» Assignment:
What is needed is an exact copy of the line that contains "find man in white shirt" and of all later lines to the end of the records below, with no other lines.

» Record extracts:
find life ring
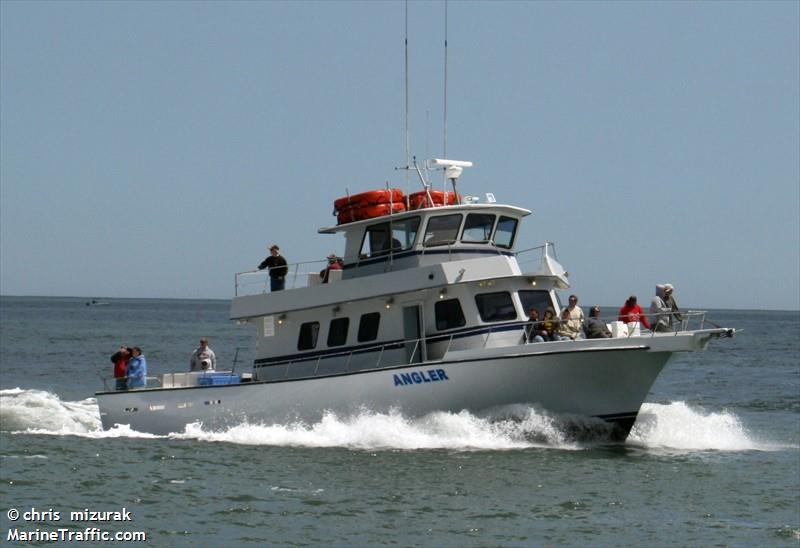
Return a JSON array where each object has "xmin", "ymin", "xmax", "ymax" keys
[
  {"xmin": 336, "ymin": 202, "xmax": 407, "ymax": 224},
  {"xmin": 334, "ymin": 188, "xmax": 405, "ymax": 212},
  {"xmin": 408, "ymin": 190, "xmax": 460, "ymax": 209}
]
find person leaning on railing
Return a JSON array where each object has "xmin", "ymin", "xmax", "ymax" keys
[
  {"xmin": 651, "ymin": 284, "xmax": 676, "ymax": 332},
  {"xmin": 258, "ymin": 244, "xmax": 289, "ymax": 291}
]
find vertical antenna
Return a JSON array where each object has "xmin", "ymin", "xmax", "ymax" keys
[
  {"xmin": 443, "ymin": 0, "xmax": 449, "ymax": 189},
  {"xmin": 404, "ymin": 0, "xmax": 410, "ymax": 188}
]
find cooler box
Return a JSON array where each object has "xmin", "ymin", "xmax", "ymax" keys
[
  {"xmin": 198, "ymin": 374, "xmax": 241, "ymax": 386},
  {"xmin": 626, "ymin": 322, "xmax": 642, "ymax": 337},
  {"xmin": 610, "ymin": 321, "xmax": 628, "ymax": 338}
]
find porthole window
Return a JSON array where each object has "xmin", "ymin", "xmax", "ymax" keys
[
  {"xmin": 358, "ymin": 312, "xmax": 381, "ymax": 342},
  {"xmin": 298, "ymin": 322, "xmax": 320, "ymax": 350},
  {"xmin": 475, "ymin": 292, "xmax": 517, "ymax": 322},
  {"xmin": 327, "ymin": 317, "xmax": 350, "ymax": 347},
  {"xmin": 435, "ymin": 298, "xmax": 466, "ymax": 331}
]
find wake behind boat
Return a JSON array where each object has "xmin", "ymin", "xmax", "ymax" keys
[{"xmin": 96, "ymin": 160, "xmax": 734, "ymax": 439}]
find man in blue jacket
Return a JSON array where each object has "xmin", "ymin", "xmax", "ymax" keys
[{"xmin": 126, "ymin": 347, "xmax": 147, "ymax": 389}]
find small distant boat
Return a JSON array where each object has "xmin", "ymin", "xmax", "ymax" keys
[{"xmin": 85, "ymin": 299, "xmax": 109, "ymax": 306}]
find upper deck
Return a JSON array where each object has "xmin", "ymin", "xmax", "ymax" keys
[{"xmin": 319, "ymin": 202, "xmax": 532, "ymax": 280}]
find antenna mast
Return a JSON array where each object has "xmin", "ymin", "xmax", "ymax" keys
[
  {"xmin": 443, "ymin": 0, "xmax": 448, "ymax": 163},
  {"xmin": 404, "ymin": 0, "xmax": 410, "ymax": 188}
]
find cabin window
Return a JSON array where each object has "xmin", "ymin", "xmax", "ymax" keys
[
  {"xmin": 327, "ymin": 317, "xmax": 349, "ymax": 347},
  {"xmin": 297, "ymin": 322, "xmax": 320, "ymax": 350},
  {"xmin": 519, "ymin": 290, "xmax": 553, "ymax": 319},
  {"xmin": 494, "ymin": 216, "xmax": 518, "ymax": 249},
  {"xmin": 392, "ymin": 216, "xmax": 421, "ymax": 251},
  {"xmin": 435, "ymin": 298, "xmax": 466, "ymax": 331},
  {"xmin": 475, "ymin": 292, "xmax": 517, "ymax": 322},
  {"xmin": 360, "ymin": 217, "xmax": 420, "ymax": 258},
  {"xmin": 360, "ymin": 222, "xmax": 391, "ymax": 257},
  {"xmin": 357, "ymin": 312, "xmax": 381, "ymax": 342},
  {"xmin": 461, "ymin": 213, "xmax": 495, "ymax": 243},
  {"xmin": 423, "ymin": 214, "xmax": 462, "ymax": 246}
]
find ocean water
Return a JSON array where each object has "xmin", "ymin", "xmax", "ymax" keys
[{"xmin": 0, "ymin": 296, "xmax": 797, "ymax": 547}]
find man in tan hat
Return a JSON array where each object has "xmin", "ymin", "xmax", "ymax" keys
[
  {"xmin": 258, "ymin": 244, "xmax": 288, "ymax": 291},
  {"xmin": 663, "ymin": 284, "xmax": 682, "ymax": 327}
]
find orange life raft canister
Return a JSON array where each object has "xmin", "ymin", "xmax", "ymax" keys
[
  {"xmin": 334, "ymin": 188, "xmax": 406, "ymax": 225},
  {"xmin": 408, "ymin": 190, "xmax": 460, "ymax": 209}
]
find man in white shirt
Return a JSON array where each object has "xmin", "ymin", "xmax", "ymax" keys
[{"xmin": 190, "ymin": 337, "xmax": 217, "ymax": 371}]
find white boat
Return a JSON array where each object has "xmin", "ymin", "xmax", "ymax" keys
[{"xmin": 96, "ymin": 160, "xmax": 733, "ymax": 438}]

» Reply:
find man in white shirt
Return a JSON array where each object has "xmin", "ymin", "xmax", "ymax" keys
[{"xmin": 190, "ymin": 337, "xmax": 217, "ymax": 371}]
find white boat
Return a JSON array where each object has "xmin", "ymin", "xmax", "ymax" keys
[{"xmin": 96, "ymin": 160, "xmax": 733, "ymax": 438}]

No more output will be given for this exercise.